[[ DATA SHOWN, beginning ]]

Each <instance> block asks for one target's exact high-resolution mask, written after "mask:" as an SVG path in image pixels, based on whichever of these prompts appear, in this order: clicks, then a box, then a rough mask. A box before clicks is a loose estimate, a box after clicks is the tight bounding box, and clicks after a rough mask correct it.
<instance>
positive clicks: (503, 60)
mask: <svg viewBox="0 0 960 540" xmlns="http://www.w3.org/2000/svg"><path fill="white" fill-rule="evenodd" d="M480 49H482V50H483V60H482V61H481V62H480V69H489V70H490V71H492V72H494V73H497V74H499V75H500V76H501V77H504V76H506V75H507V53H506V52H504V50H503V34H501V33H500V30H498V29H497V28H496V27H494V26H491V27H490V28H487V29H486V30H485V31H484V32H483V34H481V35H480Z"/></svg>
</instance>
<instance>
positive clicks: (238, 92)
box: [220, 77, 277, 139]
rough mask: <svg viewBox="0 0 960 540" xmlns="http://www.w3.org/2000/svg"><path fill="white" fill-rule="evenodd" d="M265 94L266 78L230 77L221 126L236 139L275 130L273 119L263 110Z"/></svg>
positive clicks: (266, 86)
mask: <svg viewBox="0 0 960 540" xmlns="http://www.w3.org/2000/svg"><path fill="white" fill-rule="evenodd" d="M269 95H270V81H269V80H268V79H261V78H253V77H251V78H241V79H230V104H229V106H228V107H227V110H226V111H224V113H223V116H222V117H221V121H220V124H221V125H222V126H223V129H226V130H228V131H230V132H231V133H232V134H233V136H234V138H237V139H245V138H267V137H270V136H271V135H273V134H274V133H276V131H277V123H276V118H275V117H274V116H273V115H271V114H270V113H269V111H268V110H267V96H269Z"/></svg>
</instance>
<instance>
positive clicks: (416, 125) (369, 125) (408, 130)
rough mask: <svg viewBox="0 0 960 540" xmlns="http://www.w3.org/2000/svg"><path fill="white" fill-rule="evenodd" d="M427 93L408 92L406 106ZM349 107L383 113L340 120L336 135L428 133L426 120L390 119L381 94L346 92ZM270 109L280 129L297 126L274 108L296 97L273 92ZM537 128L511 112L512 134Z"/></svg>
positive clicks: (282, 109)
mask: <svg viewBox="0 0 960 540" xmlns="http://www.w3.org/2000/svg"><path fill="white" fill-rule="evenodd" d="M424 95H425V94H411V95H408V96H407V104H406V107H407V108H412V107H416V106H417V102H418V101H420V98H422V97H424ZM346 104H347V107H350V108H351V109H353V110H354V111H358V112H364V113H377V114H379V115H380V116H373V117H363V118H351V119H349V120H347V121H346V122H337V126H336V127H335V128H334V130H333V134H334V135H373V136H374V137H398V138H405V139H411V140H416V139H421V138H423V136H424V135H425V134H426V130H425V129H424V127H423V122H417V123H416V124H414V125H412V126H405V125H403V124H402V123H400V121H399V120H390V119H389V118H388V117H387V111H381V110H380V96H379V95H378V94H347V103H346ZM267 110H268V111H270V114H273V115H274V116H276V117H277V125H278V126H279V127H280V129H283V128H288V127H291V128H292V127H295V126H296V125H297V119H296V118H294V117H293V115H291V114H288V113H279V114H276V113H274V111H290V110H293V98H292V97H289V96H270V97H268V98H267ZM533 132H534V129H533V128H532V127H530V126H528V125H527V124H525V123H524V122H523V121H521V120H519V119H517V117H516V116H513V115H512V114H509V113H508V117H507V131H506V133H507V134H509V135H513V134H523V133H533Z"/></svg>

[[ DATA SHOWN, end ]]

■ TASK PROMPT
Which lines in the records above contain the string "rough"? Copy them.

■ RESULT
Each <instance> block asks for one target's exact high-resolution mask, written after "mask:" as an SVG path in image pixels, based on whichever of these prompts appear, in this order: clicks, then a box, then a rough mask. A box before clicks is a loose estimate, a box after clicks is the tight bounding box, and clicks after a rough mask correct it.
rough mask: <svg viewBox="0 0 960 540" xmlns="http://www.w3.org/2000/svg"><path fill="white" fill-rule="evenodd" d="M265 94L266 78L230 77L221 126L236 139L275 130L273 119L263 110Z"/></svg>
rough mask: <svg viewBox="0 0 960 540" xmlns="http://www.w3.org/2000/svg"><path fill="white" fill-rule="evenodd" d="M427 93L408 92L406 106ZM349 107L383 113L340 120L336 135L428 133L426 120L390 119L381 94L346 92ZM270 109L280 129L297 126L274 108L296 97L273 92ZM537 128L511 112L512 134Z"/></svg>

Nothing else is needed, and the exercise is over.